> **Text for analysis**:
------------------------

Background/Aim: Hyperthermia (HT), combined with chemotherapy, has been used to treat various types of cancer. This study aimed to investigate the HT-sensitivity of malignant and non-malignant cells, and then evaluate the combination effect of docetaxel (DTX) and a newly synthesized chromone derivative (compound A) with HT. Materials and Methods: The number of viable cells was determined using the MTT method. Cell cycle distribution was analyzed using a cell sorter, and DNA fragmentation pattern was detected using agarose gel electrophoresis. Results: Among 12 cultured cells, oral squamous cell carcinoma (OSCC), especially Ca9-22 cells, and myelogenous leukemia cells showed higher sensitivity to HT than lung carcinoma and glioblastoma cell lines, while normal oral cells were the most resistant. Cytotoxicity of DTX on Ca9-22 cells was maximum at 41-42°C and 45~60 min exposure to HT. DXT, compound A, and HT induced G2/M arrest of Ca-22 cells. Mild HT enhanced the DTX- and compound A-induced subG1 arrest, in a synergistic fashion. Conclusion: The combination G2/M blockers and mild-HT can potentially be used for the treatment of OSCC.

Key Words:

Surgery, radiation, and chemotherapy are three standard treatments for oral cancer. Considering the postoperative impairment of physical function and appearance, minimally invasive therapies such as chemotherapy combined with hyperthermia (HT), which induces cancer cell death by heating to 42.5°C or higher (1, 2), are promising. Treatment of malignant tumors with HT in Japan has long track record since the approval of insurance coverage in 1990. While chronic myelogenous leukemia cells have been reported to be highly sensitive to HT (3, 4), clinical reports of HT on oral cancer have been limited. For HT, cancerous tissue is placed between two electrodes, and then is exposed to Joule heat generated using the radiofrequency dielectric warming method. This method is applicable to breast cancer that can be easily clamped between the electrodes, but not to primary tumor such as oral cancer (especially tongue cancer, which moves involuntarily). Therefore, HT for head and neck cancer, including oral cancer, is generally applied to cervical lymph node metastasis rather than the primary tumor (5). We have reported favorable clinical data of superselective intra-arterial chemoradiotherapy (based of cisplatin, docetaxel (DTX) and radiation) for patients with oral squamous cell carcinoma with lymph node metastasis (6). In addition to the direct application to tumor, combination of relatively lower temperature for HT (41-42°C) [mild hyperthermia (mild-HT)] have been reported (7, 8).

------------------------

> **Supplied entries**:
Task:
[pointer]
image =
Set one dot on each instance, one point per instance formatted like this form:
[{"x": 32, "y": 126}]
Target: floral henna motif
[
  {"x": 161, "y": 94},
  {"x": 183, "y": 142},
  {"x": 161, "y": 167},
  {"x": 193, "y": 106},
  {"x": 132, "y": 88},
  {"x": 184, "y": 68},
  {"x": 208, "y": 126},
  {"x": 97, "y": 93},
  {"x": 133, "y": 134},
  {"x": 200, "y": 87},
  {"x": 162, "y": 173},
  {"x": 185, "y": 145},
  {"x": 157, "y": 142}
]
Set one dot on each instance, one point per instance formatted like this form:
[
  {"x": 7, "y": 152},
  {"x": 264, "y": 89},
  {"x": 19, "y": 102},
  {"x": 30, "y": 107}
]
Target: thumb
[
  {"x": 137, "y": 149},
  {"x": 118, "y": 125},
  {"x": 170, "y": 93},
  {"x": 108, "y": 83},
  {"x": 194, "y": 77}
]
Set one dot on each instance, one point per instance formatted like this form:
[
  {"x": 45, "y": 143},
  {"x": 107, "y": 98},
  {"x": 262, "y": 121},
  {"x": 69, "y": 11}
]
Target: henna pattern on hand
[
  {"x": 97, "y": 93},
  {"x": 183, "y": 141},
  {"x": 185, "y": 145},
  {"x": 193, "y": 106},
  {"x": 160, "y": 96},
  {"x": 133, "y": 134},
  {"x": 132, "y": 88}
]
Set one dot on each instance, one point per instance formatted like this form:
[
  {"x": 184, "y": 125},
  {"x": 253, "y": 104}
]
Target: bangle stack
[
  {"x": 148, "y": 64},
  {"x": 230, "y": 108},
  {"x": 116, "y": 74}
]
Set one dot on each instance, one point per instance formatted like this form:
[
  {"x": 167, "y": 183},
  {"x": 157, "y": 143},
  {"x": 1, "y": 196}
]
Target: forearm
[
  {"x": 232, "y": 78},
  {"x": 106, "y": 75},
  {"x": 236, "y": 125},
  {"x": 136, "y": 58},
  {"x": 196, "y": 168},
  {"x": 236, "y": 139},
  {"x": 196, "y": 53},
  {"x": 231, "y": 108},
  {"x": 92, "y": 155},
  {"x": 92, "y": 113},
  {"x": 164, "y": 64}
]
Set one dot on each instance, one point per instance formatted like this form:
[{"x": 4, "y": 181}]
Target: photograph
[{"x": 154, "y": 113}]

------------------------

> **Directions for this task**:
Continue the text on hyperthermia combined with chemotherapy for oral cancer, beginning after its last sentence.

> **Task result**:
In vitro experiments using human cancer cell lines and human normal cells are useful to discover novel anticancer agents. We have comprehensively measured the tumor-selectivity of natural products and synthetic organic compounds against human oral squamous cell carcinoma cells (OSCC) (9, 10). As a result, DTX (11), one of three representative chemotherapeutics for treating oral cancer, and 7-methoxy-3-[(1E)-2-phenylethenyl]-4H-1-benzopyran-4-one (compound A) (12, 13), a 3-styrylchromone derivative, showed the greatest tumor-specificity in vitro (Figure 1). However, few studies have investigated the combination effects of DTX or compound A with HT in cultured cells. In the present study, the relative sensitivity of various human malignant and non-malignant cells to HT was first investigated. Then, Ca9-22 cells, the most sensitive OSCC cell line, was used to establish the optimal condition of HT treatment. Finally, the combined effects of DTX or compound A and HT were investigated.

Figure 1.
Figure 1.

Tumor-specificity of anti-cancer drugs and natural and synthetic compounds against human oral squamous cell carcinoma (OSCC) cell lines. Data have already been reported (9-13).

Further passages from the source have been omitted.